Start of Recorded data

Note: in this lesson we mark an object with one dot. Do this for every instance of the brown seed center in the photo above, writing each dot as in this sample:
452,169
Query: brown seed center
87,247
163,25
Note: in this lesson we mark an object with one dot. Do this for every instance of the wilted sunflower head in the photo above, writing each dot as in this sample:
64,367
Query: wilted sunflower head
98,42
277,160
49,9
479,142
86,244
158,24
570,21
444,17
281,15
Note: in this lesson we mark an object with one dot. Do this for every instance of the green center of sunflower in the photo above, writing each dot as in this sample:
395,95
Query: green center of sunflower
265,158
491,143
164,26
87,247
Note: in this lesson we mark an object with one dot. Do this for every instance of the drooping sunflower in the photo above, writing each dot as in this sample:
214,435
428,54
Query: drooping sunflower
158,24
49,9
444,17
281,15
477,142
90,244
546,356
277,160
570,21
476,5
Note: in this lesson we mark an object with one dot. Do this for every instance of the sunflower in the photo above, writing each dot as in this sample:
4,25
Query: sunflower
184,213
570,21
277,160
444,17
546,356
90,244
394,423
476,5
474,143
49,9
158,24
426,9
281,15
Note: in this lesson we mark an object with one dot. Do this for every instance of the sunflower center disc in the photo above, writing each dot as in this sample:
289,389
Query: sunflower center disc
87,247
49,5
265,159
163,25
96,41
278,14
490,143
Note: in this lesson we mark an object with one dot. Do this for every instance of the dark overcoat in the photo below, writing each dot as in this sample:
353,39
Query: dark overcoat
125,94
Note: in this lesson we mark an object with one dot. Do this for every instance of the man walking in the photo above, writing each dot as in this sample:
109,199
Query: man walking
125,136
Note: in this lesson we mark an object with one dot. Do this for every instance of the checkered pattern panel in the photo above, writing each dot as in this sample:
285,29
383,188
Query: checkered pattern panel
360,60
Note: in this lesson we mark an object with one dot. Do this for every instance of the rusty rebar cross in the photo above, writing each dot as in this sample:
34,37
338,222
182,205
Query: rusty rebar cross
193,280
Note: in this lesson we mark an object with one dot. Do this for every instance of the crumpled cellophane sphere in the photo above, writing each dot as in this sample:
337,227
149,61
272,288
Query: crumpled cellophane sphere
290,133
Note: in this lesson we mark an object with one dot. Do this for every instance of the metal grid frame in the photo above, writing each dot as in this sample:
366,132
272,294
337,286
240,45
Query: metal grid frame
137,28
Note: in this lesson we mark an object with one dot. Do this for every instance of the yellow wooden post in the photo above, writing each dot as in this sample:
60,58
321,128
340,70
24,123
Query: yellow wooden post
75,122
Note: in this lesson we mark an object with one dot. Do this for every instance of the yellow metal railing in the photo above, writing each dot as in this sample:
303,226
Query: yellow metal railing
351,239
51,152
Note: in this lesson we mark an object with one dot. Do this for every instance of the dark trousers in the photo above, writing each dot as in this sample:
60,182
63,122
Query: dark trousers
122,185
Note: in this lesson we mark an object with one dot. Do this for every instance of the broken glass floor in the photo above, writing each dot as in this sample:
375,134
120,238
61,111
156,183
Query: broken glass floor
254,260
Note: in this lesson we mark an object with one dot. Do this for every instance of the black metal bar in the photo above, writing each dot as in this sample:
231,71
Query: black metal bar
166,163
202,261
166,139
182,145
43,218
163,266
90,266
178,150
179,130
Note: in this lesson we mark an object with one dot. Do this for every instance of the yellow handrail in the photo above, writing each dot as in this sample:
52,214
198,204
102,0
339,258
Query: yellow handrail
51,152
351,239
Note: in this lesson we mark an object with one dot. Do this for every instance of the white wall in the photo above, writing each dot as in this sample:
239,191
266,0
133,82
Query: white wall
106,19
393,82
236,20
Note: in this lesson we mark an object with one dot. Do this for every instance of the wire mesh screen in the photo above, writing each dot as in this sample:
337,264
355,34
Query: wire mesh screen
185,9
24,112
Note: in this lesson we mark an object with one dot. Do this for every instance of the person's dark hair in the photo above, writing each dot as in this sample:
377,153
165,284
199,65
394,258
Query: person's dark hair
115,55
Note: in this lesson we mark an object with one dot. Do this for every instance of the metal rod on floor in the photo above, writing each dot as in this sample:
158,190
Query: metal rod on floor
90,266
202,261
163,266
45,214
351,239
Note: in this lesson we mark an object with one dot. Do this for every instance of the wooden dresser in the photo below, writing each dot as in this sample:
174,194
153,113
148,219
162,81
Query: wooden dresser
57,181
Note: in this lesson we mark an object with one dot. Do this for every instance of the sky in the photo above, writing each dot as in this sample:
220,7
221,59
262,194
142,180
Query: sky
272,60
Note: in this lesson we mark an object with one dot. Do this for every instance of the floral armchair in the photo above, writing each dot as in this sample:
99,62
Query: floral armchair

End of Recorded data

### Exercise prompt:
Output exactly the leading lines of the data, up to and including the line marked by "of the drooping".

### Exercise answer:
Note: in this lesson we mark an object with one dot. Do this for every instance of the brown seed center in the photo above, writing each dot as in this sample:
452,169
Query: brown seed center
87,247
163,25
Note: in this lesson we mark an object with one dot. Do this for every instance of the wilted sunflower head in the photo above, writing each dot as in this sample:
64,367
Query: wilted sunflower head
98,42
277,160
49,9
479,142
86,244
158,24
570,21
444,17
281,15
Note: in this lesson we mark an object with one dot. Do this for every instance of the green center of sunflower in the photo above, writing each dot as in this sample:
395,95
Query: green center of sunflower
265,158
491,143
164,26
87,247
Note: in this lesson we mark an object with one dot. Do this for every instance of the drooping sunflower in the photo above, writing each dot as in this sample:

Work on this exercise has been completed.